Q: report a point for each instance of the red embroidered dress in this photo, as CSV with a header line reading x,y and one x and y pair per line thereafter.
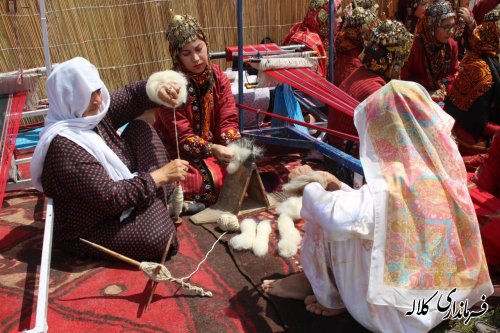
x,y
362,83
209,117
88,203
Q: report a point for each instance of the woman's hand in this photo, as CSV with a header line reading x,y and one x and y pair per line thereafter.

» Instructions for the task:
Leave out all images, then reproduce the entries above exactly.

» Response below:
Q: report a point for each instance of the red embroidered dress in this photo, as CSV with a header line reading x,y and one x and y pair per line thereafter.
x,y
362,83
209,117
88,203
Q: report a point for each instance of the woman's hand in this photo, as CSV with a header line reading x,y and one x and y pair per line thereafter.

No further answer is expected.